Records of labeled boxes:

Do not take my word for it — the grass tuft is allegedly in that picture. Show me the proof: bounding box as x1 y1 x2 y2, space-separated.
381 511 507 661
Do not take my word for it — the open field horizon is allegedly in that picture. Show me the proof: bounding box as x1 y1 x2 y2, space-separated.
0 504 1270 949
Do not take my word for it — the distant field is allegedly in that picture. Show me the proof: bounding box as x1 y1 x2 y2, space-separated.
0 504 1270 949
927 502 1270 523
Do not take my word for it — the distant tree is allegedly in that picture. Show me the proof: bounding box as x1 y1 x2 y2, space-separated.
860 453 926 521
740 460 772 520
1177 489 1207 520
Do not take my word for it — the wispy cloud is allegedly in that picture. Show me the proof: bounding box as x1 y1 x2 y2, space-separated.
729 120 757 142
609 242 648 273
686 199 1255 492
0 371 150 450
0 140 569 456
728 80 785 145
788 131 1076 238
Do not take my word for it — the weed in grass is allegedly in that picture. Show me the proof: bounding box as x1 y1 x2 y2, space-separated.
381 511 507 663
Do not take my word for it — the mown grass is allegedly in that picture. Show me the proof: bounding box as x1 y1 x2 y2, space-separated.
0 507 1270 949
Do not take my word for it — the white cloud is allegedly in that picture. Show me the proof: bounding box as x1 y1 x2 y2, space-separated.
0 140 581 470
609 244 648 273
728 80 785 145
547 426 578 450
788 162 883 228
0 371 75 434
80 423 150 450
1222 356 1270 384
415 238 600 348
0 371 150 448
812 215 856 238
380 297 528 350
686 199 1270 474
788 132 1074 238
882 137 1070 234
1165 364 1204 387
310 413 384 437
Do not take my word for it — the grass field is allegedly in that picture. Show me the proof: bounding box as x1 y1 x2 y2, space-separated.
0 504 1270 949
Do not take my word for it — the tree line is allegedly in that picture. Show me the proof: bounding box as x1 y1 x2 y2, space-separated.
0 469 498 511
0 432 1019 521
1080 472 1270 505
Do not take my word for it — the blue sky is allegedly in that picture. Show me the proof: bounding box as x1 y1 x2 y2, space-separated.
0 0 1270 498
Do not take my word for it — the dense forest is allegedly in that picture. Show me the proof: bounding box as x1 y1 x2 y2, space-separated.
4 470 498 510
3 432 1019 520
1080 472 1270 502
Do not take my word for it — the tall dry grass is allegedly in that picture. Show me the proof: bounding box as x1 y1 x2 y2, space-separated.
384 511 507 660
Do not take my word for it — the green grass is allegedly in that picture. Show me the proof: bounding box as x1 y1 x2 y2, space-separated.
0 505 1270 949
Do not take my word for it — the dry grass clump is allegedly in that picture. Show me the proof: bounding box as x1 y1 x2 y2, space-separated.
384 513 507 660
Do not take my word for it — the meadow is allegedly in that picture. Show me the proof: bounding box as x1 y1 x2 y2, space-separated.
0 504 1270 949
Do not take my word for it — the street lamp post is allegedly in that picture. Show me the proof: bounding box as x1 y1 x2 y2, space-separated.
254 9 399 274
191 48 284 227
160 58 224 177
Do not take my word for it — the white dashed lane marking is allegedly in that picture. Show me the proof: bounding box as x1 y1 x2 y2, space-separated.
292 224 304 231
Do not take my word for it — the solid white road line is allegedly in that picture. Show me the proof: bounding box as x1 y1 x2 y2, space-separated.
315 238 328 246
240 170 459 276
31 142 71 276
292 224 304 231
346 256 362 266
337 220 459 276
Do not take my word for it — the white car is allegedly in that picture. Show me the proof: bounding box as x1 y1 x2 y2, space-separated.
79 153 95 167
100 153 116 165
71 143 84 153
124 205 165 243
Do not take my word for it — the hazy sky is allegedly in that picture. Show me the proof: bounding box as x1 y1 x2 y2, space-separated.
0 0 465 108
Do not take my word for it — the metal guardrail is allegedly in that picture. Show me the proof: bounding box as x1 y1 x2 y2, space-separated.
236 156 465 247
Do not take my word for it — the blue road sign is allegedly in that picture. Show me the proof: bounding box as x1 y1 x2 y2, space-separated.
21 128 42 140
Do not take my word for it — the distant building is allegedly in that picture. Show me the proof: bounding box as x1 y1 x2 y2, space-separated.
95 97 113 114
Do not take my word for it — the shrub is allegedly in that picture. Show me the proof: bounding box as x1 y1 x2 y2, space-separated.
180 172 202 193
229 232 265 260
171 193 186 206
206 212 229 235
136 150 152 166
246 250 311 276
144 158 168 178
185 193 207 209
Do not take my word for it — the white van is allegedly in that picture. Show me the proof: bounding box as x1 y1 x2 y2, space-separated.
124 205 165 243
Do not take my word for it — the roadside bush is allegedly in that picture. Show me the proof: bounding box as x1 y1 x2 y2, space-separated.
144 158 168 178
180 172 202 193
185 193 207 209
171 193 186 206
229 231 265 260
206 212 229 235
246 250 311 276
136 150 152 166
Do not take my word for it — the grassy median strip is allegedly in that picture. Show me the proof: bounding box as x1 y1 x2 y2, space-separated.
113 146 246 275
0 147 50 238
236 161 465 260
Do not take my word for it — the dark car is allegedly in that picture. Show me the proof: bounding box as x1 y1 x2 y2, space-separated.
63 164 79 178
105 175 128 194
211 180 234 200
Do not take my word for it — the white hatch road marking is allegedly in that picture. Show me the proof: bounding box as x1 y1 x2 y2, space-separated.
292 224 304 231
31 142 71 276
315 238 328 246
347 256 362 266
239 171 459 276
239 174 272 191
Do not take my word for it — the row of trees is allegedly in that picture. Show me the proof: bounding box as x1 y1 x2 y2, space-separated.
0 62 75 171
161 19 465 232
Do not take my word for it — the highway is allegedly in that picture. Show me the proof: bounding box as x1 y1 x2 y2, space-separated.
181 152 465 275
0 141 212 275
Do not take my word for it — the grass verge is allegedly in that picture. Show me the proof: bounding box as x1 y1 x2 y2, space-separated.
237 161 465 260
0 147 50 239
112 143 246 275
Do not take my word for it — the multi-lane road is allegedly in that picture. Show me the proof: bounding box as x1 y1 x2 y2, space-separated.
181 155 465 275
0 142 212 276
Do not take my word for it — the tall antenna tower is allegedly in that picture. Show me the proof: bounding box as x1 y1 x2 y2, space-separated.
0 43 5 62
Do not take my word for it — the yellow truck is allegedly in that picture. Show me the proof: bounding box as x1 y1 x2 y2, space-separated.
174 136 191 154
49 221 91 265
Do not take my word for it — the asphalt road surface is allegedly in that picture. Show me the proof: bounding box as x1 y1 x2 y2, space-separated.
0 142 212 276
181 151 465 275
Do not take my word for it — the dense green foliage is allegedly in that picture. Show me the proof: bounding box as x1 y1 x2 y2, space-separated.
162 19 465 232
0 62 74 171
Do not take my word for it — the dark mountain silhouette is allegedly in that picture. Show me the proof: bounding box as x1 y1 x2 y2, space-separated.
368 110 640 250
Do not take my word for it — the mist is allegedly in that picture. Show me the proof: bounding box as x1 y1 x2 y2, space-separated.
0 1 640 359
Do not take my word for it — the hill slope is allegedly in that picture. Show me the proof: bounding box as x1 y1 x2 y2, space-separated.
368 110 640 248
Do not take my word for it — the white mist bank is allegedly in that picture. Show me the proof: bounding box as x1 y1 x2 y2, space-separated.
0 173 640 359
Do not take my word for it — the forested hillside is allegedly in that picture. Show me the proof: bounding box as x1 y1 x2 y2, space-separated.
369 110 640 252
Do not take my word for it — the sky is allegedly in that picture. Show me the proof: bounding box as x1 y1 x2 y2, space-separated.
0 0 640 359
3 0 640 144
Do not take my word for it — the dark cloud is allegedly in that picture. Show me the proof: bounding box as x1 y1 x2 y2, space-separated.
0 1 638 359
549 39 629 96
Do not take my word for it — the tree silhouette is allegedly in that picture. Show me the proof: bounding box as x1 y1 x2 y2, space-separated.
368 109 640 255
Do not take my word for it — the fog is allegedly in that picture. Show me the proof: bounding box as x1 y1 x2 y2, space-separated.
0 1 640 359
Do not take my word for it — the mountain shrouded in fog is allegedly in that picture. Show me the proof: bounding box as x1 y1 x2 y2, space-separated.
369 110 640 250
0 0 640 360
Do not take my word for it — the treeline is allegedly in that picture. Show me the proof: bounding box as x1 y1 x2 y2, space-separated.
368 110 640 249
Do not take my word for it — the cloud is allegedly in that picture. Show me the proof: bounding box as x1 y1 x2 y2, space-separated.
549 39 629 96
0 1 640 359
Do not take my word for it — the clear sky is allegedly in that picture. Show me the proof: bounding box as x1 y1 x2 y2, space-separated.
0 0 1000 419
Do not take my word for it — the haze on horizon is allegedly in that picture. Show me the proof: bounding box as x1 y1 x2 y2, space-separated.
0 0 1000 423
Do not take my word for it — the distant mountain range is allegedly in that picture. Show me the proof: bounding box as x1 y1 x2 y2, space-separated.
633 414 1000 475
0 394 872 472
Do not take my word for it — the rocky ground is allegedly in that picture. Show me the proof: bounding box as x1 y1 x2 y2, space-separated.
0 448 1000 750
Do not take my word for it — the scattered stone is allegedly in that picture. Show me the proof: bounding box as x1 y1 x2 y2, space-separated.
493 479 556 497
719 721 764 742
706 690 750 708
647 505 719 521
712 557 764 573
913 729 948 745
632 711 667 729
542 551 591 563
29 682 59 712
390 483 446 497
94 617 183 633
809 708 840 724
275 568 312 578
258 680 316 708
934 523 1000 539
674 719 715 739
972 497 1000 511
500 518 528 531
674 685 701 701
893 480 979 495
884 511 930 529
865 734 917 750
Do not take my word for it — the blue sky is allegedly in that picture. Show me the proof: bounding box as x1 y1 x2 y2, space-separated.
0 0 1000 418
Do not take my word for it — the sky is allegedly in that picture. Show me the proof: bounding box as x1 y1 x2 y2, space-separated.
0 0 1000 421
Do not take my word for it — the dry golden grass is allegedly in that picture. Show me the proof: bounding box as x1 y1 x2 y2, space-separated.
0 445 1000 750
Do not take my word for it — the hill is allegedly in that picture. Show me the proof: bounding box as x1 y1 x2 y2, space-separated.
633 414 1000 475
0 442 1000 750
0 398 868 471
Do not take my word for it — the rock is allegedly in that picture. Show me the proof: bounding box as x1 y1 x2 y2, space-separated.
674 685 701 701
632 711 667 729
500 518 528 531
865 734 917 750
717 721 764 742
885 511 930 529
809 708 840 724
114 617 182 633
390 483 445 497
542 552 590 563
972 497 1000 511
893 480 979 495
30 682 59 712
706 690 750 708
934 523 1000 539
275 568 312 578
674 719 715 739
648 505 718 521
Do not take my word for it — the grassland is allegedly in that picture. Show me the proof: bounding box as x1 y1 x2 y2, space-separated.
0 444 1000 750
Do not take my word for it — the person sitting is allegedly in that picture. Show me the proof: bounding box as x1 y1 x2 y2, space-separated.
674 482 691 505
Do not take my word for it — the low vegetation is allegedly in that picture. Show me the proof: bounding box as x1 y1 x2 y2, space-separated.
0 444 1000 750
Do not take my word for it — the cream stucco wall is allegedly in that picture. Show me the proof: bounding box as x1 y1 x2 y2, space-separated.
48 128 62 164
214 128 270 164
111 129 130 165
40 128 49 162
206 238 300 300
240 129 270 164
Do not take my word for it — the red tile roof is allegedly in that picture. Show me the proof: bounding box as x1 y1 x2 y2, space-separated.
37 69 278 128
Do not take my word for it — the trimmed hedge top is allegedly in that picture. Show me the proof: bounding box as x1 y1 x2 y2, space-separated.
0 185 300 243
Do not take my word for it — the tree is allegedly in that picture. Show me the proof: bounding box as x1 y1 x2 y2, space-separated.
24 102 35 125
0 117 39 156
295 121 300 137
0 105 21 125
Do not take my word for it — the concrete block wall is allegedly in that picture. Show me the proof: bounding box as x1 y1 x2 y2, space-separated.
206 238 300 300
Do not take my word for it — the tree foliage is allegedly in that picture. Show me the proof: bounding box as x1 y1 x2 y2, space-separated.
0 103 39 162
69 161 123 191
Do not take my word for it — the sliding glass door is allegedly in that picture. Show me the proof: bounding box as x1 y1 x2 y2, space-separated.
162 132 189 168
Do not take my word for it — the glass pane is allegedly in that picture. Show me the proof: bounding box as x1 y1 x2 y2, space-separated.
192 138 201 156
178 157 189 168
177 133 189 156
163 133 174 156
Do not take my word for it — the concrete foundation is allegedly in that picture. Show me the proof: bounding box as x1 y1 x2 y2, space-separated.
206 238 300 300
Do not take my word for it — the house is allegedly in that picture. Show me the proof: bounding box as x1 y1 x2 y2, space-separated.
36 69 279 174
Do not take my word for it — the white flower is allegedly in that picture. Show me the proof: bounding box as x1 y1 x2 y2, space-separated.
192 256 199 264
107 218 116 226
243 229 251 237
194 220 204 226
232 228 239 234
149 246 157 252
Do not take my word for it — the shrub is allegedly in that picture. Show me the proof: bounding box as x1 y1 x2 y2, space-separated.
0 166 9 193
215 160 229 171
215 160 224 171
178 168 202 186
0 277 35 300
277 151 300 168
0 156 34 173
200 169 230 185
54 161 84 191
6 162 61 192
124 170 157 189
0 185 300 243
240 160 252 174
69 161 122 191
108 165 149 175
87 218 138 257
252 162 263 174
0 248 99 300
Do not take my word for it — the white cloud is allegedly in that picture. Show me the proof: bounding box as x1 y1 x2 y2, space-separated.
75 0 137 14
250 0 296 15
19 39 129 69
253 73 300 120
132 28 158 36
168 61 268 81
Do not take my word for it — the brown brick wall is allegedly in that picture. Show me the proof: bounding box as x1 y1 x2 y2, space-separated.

## Task to complete
Copy out the material again, starting with the line that contains "Do not take my word for it — the forested" and going on through the line that contains "0 448 1000 750", with every line kept. Shift each bounding-box coordinate in the answers by adding 26.

## Output of the task
Do not take my word for it — the forested hillside is allegedly in that picture. Show me the proof: bounding box as x1 y1 x2 y2, space-separated.
395 136 666 278
Do not take my word for it — the sky is allegedly in that picture. Show me the proof: bounding box as x1 y1 x2 y2, space-separated.
26 26 666 385
29 26 666 170
Do not take my word for it — the dark cloud is allegedly in that picture. Show me the proof: bounding box as x1 y1 x2 y2, space-separated.
26 27 664 385
575 65 655 122
Do not take my word for it — the tree silhouette is allegedly in that picture. Show me the proof: bounding box as x1 y1 x2 y2, space-separated.
394 135 666 281
Do not take my word for it — the fog is allegedly in that picture. Show me the proof: bounding box as x1 y1 x2 y2, space-separated.
26 27 666 385
Do not take my word for it — the mountain shrouded in fog is allegedly in that picture. Show me the proof: bounding box as x1 y1 x2 y2, space-separated.
395 136 666 276
26 26 666 386
Do not take my word for it — the treeline is allegedly in that picture. Show me the proof: bounding box as x1 y1 x2 y2, space-separated.
394 136 666 275
Do not take my word for it — the cloud is allegedly in that picture. Show me the proof: bounding box as x1 y1 x2 y2, space-separated.
575 65 655 122
26 27 666 385
Do not take my word for it — the clear sky is allegedly in that picture. Show me the proof: bounding box as x1 y1 x2 y2, space-separated.
26 26 1026 445
Do not take my word for it — the haze on horizon is allegedly in that picture. Show me the proof: bounding box as x1 y1 x2 y2, space-separated.
26 26 1026 449
Do not take my word for it — the distant mountain range is allegedly in that picture. Show me the proof: bounding box as x1 y1 x2 y2, space-separated.
659 440 1026 501
26 420 898 498
Do not take my word for it — the rocky ground is allegedly in that picture. Show me the proof: bounding box as x1 y1 x2 y2, space-separated.
26 474 1026 776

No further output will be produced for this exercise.